SET TASK: Reproduce word for word the part of the forum thread below on running Office 2007 under Ubuntu that begins at the words "I know this" and stops after "XP dual boot.".

TEXT EXTRACT:

This is a perfect example --> This is a student who should be encouraged, NOT asked to pay a $100 for the tools they need.

----------


## greywolf79

Has any progress been made getting office 2007 to work on ubuntu? I wish I could stay away from MS products but my employer requires documents to be done in word and excel. It is mostly because of the font choices and what not that make it their choice, and Openoffice just does not support as wide a variety. So I need office 2007 since they just updated to that at the office... I have a legitimate package of office 2007 and am only using xp now in order to use that. I have 0 available money so the solution has to be free, though not necessarily open source. Hope someone has a solution for me... Thanks ahead of time. Ubuntu is by far my favorite OS of all time (and I have used a few)!!!

----------


## siefer132

is it just me, or does the VMware server beta not work for other people?

If there is another way to emulate, office on ubuntu, it would be nice if someone posted it here.

thanks.

----------


## pooslinger

Vmplayer:
1. http://www.easyvmx.com/
2. sudo apt-get install vmware-player
3. Install

KVM (same thing but faster and requires newer processors):
http://ubuntuforums.org/showthread.p...&highlight=kvm

----------


## kornface13

Office 2007 is one impressive piece of Microsoft work.  They did a fantastic job.  i just hate how I can't view my .ppsx presentations in OpenOffice.  Anyone know a way I can still view my 07 Powerpoint files???

----------


## SigmaSteve

> This is a perfect example --> This is a student who should be encouraged, NOT asked to pay a $100 for the tools they need.


As far as I know, Microsoft hasn't asked him to buy their product.

Look, it's admirable when people contribute their time and effort towards producing a product and then give it away for free; but you can't compel everyone to act this way, and you shouldn't be surprised or angered when some don't.  Bill Gates has done more good for the world than an average man, by a magnitude of thousands.  Remember |this| thing?

----------


## carusoswi

> Virtual Machine + XP + Office
> 
> If this is the only reason you need windows, and Open Office wont suffice, then you can use some virtual machine software (qemu, vmware) to run an xp machine under linux and install office on that. Its easier than it may sound  
> 
> VMware is technicaly the superior product, but its commercial. The server version is free at the moment as its beta. Qemu does everything you need, is opensource, but its a bit more simple. I use qemu most of the time.
> 
> Try these links: 
> Qemu HOWTO:
> http://www.ubuntuforums.org/showthre...ght=qemu+howto
> ...


I know this is an old thread, but, think the question still valid.  I have crossover installed, and run MS Office - I think my version is 2000.  Anyhow, the easy stuff works fine (excel, word), and, access works, except that if I copy that database and take it from home to my office, it will not run properly on my xp machine.  If I try to open an xp created database (created on my dual boot machinei) in crossover, it will not work correctly.  The reverse is also true with databases created in crossover not functioning on the XP dual boot.

DATASET EXCERPT:
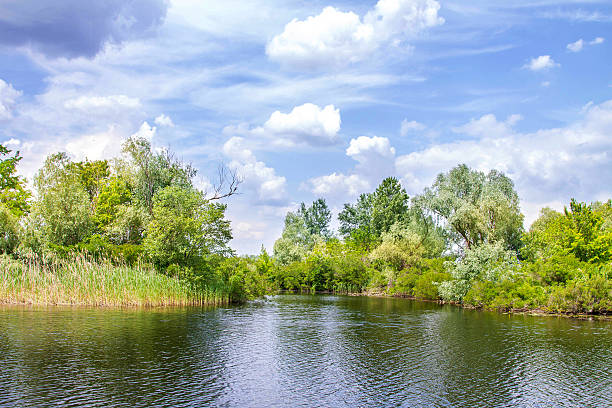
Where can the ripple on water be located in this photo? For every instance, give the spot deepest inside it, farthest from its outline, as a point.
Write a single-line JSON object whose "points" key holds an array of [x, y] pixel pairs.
{"points": [[302, 351]]}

ANSWER TO THE PROBLEM:
I know this is an old thread, but, think the question still valid.  I have crossover installed, and run MS Office - I think my version is 2000.  Anyhow, the easy stuff works fine (excel, word), and, access works, except that if I copy that database and take it from home to my office, it will not run properly on my xp machine.  If I try to open an xp created database (created on my dual boot machinei) in crossover, it will not work correctly.  The reverse is also true with databases created in crossover not functioning on the XP dual boot.